Recorded data:
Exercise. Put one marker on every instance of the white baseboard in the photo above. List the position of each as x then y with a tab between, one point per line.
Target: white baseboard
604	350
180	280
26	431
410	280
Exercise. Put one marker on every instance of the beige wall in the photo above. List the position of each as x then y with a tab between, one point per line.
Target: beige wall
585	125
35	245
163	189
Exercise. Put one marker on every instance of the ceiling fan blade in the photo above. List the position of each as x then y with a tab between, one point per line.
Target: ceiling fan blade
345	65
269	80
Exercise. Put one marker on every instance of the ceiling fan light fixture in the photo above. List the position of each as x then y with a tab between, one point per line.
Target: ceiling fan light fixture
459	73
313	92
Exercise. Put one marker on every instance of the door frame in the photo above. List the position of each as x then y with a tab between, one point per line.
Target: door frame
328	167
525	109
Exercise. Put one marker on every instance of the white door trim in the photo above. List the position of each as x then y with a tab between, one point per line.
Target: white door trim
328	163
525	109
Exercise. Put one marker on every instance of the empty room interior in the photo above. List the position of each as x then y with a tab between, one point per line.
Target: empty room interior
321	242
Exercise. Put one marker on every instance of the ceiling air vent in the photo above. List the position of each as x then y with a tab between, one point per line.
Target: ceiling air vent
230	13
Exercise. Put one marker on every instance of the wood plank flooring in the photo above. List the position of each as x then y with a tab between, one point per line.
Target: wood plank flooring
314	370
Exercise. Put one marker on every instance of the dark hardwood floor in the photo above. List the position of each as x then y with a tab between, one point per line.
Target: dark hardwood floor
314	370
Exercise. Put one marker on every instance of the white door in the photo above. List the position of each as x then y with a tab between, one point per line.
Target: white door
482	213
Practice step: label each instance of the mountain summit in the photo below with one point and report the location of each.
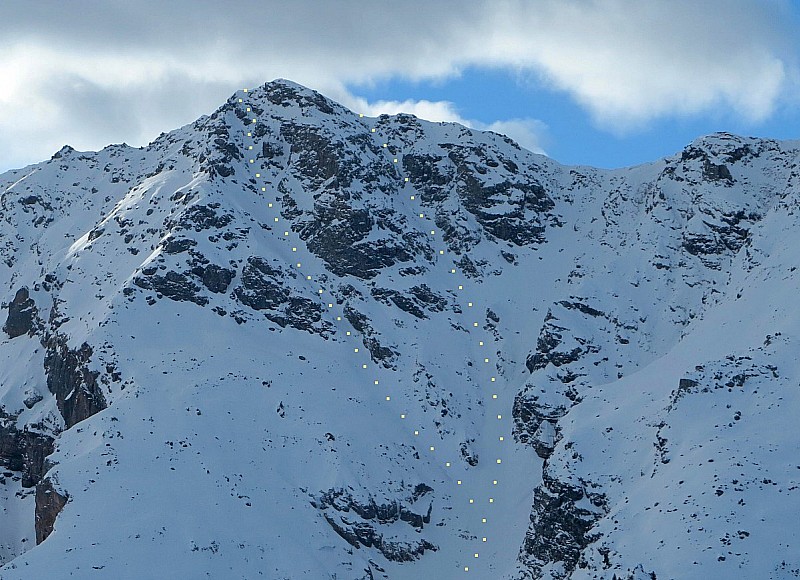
(292, 341)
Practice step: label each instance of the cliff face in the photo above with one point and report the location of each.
(299, 342)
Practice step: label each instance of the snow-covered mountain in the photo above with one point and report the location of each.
(290, 341)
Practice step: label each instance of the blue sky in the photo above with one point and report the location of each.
(597, 82)
(571, 135)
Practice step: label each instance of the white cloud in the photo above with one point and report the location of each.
(126, 71)
(528, 133)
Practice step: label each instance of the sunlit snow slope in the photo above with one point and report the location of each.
(290, 341)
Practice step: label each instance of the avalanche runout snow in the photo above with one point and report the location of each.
(292, 341)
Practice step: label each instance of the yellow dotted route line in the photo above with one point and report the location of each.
(356, 350)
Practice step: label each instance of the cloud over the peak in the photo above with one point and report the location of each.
(99, 71)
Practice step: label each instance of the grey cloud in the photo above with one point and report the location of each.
(153, 65)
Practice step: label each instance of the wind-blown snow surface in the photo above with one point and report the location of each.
(287, 341)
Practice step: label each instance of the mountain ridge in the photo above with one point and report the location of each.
(399, 275)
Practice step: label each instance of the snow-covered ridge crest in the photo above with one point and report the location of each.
(287, 341)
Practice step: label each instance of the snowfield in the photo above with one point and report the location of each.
(291, 341)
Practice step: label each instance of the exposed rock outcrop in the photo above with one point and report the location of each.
(21, 314)
(75, 386)
(360, 523)
(49, 503)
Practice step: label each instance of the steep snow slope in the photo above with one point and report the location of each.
(289, 341)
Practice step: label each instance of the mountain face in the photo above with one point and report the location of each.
(290, 341)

### [TASK DIRECTIONS]
Retype exactly the lines above, from the one with "Target: white baseboard" through the one with "Exercise. Put one marker on every instance of the empty", inclusive.

### [FINAL ANSWER]
Target: white baseboard
604	350
180	280
26	431
410	280
Exercise. Put one marker on every instance of the beige wall in the photo above. List the position of each as x then y with a tab between, one point per line.
Target: beige wall
585	125
35	245
163	189
Exercise. Put one marker on every instance of the ceiling fan blade in the photo above. List the position of each as x then y with a tab between, one point per line.
Target: ceiling fan blade
345	65
269	80
Exercise. Put one marker on every instance of the ceiling fan light fixture in the photo above. List the position of each as x then y with a tab between, one point per line.
Target: ceiling fan light fixture
459	73
313	92
Exercise. Put one marker on every instance of the door frame in the photo above. List the position of each as x then y with a tab between, one point per line.
Target: door frame
328	167
525	109
Exercise. Put one marker on every instance of the white door trim in the photo above. List the position of each as x then y with a tab between, one point per line.
Target: white door trim
328	163
525	109
Exercise. Put one marker on every instance of the empty room interior in the photo above. List the position of each as x then y with a tab between, one point per line.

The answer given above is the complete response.